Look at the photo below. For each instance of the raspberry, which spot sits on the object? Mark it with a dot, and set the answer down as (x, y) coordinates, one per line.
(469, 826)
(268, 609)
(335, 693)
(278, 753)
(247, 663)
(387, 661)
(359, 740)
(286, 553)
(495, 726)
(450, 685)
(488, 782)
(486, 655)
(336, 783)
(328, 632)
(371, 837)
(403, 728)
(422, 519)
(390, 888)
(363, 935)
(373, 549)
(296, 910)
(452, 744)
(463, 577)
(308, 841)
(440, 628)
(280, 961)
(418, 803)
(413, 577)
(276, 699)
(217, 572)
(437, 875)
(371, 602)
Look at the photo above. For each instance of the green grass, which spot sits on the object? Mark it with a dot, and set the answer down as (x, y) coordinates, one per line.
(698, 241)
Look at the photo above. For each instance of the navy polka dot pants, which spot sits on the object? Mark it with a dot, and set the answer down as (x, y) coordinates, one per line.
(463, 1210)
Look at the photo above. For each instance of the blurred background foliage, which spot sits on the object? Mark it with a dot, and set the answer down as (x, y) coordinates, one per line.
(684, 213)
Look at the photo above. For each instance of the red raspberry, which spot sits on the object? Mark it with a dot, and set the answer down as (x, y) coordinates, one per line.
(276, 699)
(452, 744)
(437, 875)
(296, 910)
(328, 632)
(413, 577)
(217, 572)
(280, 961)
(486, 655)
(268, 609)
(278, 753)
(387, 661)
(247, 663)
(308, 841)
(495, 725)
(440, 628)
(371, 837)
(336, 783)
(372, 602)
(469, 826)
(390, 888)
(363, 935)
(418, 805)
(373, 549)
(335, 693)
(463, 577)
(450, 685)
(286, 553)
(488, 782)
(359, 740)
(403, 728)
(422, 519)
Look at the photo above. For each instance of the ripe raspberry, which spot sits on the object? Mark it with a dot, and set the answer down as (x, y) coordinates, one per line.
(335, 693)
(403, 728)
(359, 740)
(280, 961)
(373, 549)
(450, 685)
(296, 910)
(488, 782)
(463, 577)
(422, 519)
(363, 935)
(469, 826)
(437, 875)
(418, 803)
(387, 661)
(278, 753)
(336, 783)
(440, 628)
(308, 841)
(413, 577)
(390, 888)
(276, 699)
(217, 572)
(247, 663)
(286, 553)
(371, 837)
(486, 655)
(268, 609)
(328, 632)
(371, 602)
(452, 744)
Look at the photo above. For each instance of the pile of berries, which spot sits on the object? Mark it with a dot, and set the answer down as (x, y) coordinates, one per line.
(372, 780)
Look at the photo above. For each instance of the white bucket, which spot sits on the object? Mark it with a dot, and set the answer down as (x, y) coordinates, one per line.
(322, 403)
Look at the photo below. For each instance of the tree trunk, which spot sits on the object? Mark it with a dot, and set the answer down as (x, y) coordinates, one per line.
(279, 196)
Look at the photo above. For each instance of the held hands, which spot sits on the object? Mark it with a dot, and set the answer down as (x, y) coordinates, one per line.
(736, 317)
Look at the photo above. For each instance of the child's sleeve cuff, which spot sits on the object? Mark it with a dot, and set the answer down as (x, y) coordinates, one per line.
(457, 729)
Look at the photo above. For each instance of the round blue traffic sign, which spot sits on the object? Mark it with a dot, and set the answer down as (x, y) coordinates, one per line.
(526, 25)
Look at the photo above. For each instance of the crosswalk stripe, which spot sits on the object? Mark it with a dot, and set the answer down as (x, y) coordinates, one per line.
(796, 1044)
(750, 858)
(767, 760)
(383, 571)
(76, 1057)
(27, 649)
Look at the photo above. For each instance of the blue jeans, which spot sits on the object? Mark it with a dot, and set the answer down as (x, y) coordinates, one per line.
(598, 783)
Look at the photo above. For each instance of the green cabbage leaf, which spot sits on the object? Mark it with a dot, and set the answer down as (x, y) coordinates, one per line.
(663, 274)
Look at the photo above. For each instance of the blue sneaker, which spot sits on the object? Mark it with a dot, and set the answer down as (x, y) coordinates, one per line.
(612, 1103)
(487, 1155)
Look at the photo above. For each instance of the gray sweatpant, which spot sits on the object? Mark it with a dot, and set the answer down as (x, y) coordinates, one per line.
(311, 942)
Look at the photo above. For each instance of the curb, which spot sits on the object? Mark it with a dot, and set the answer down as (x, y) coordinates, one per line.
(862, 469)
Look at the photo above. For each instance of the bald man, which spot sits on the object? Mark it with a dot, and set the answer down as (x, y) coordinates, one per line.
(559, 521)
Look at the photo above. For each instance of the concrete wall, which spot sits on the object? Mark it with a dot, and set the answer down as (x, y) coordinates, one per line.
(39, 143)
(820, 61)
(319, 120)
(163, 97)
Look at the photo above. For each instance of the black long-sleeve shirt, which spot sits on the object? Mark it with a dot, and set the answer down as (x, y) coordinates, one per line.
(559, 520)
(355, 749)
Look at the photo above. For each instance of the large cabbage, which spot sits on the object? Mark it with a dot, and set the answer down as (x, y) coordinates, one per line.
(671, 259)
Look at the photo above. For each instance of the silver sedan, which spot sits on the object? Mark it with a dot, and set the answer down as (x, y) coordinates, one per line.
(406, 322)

What you should do:
Quote each line above in full, word for word.

Reply:
Look at the photo below. For each instance of the raspberry, which spot sits on the object? Mark it with a dot, and set the answer down as (x, y) coordinates, one per line.
(469, 826)
(268, 609)
(335, 693)
(278, 753)
(247, 663)
(387, 661)
(359, 740)
(286, 553)
(495, 726)
(450, 685)
(488, 782)
(486, 655)
(336, 783)
(328, 632)
(371, 837)
(403, 728)
(422, 519)
(390, 888)
(363, 935)
(373, 549)
(296, 910)
(452, 744)
(463, 577)
(308, 841)
(440, 628)
(280, 961)
(418, 803)
(413, 577)
(276, 699)
(217, 572)
(437, 875)
(371, 602)
Look at the photo above. For each instance of the green grass, which spot sits on the object? Mark it with a dot, and set the answer down as (x, y) coordinates, one per line.
(698, 241)
Look at the photo above. For each instance of the navy polka dot pants, which spot sits on the object? Mark it with a dot, and set the answer down as (x, y) coordinates, one per line.
(463, 1210)
Look at the photo above. For each instance of the blurred background foliage, which spot sits on the object? Mark it with a dot, and set the answer down as (x, y) coordinates, one per line.
(684, 213)
Look at the photo above. For each instance of the red raspberry, which spot sits on the object? Mark it with a dot, and set the answer down as (x, y) coordinates, one per line.
(276, 699)
(452, 744)
(437, 875)
(296, 910)
(328, 632)
(413, 577)
(217, 572)
(280, 961)
(486, 655)
(268, 609)
(278, 753)
(387, 661)
(247, 663)
(308, 841)
(495, 725)
(440, 628)
(371, 837)
(336, 783)
(372, 602)
(469, 826)
(390, 888)
(363, 935)
(418, 805)
(373, 549)
(335, 693)
(463, 577)
(450, 685)
(286, 553)
(488, 782)
(359, 740)
(403, 728)
(422, 519)
Look at the photo above. For each instance of the ripe raspberry, which spot sits on the object? Mark it with a dot, and set the answer down as (x, y) coordinates, one per line.
(335, 693)
(403, 728)
(359, 740)
(280, 961)
(373, 549)
(450, 685)
(296, 910)
(488, 782)
(463, 577)
(422, 519)
(363, 935)
(469, 826)
(437, 875)
(418, 803)
(387, 661)
(278, 753)
(336, 783)
(440, 628)
(308, 841)
(413, 577)
(390, 888)
(276, 699)
(217, 572)
(247, 663)
(286, 553)
(371, 837)
(486, 655)
(268, 609)
(328, 632)
(371, 602)
(452, 744)
Look at the photo above. For each instance of the pile of berries, which spot sits on the object? Mark it with a dot, and set the answer down as (x, y) coordinates, one per line.
(372, 780)
Look at the photo above. For each instance of the white bucket, which spot sits on the object? Mark it with a dot, and set the answer down as (x, y) coordinates, one per line.
(322, 403)
Look at the photo below. For each instance of the tree trunk, which spot sits on the object? Mark it with a dot, and set the answer down as (x, y) coordinates, one per line.
(279, 196)
Look at the photo above. For each instance of the held hands, which spot sits on the object? Mark it with a dot, and set the answer down as (x, y) coordinates, one per line.
(736, 317)
Look at the photo above. For each instance of the child's sleeve cuff, which spot sits on the object? Mark it with a dot, and set the answer down as (x, y) coordinates, one per line.
(457, 729)
Look at the photo above. For each instance of the round blue traffic sign, which spot sits on the object? Mark it with a dot, and set the answer down as (x, y) coordinates, one per line.
(526, 25)
Look at the photo above. For each instance of the crosswalk stripe, which spot sits on the object? Mark it with a dot, and set the answer down as (x, y) coordinates, one per line.
(796, 1044)
(750, 858)
(767, 760)
(383, 571)
(76, 1057)
(27, 649)
Look at the photo above. For each instance of the blue jeans, which spot sits on the object? Mark it with a dot, and set the answer down as (x, y) coordinates, one per line.
(598, 783)
Look at the photo above. For each instance of the green cabbage leaf, which spot sits on the object? Mark it with a dot, and set the answer down as (x, y) coordinates, one per line.
(663, 274)
Look at the photo above. For each instance of the blue sneaker, which spot sits on the object? Mark it with a dot, and set the answer down as (x, y) coordinates, one per line.
(612, 1103)
(487, 1155)
Look at the photo above. For each instance of the gray sweatpant, which spot sits on the object? Mark it with a dot, and set the answer down as (x, y) coordinates, one per line.
(311, 942)
Look at the photo above. For each instance of the curb, which spot sits on the object? Mark it with a dot, and set the answer down as (x, y) coordinates, one per line.
(862, 469)
Look at the photo above. For each instance of the bald man, which spot sits on the object? Mark it with a dot, and set the answer down as (x, y) coordinates, one per line.
(559, 521)
Look at the photo above. For each instance of the concrete wall, which spot sits on the object? Mark it with a dot, and set the answer down as (x, y) coordinates, one per line.
(39, 143)
(820, 61)
(319, 120)
(163, 97)
Look at the photo above. For each instance of the black long-sleeve shirt, which spot sits on the object? Mark it with a dot, and set the answer down as (x, y) coordinates, one per line.
(559, 520)
(355, 749)
Look at the photo above. For each instance of the large cabbage, which spot sits on the object? Mark it with a dot, and set the answer down as (x, y) coordinates, one per line.
(671, 259)
Look at the photo above. For each instance of the silver sedan, which spot sits on the object? Mark it with a dot, and set the answer down as (x, y) coordinates, one per line.
(406, 322)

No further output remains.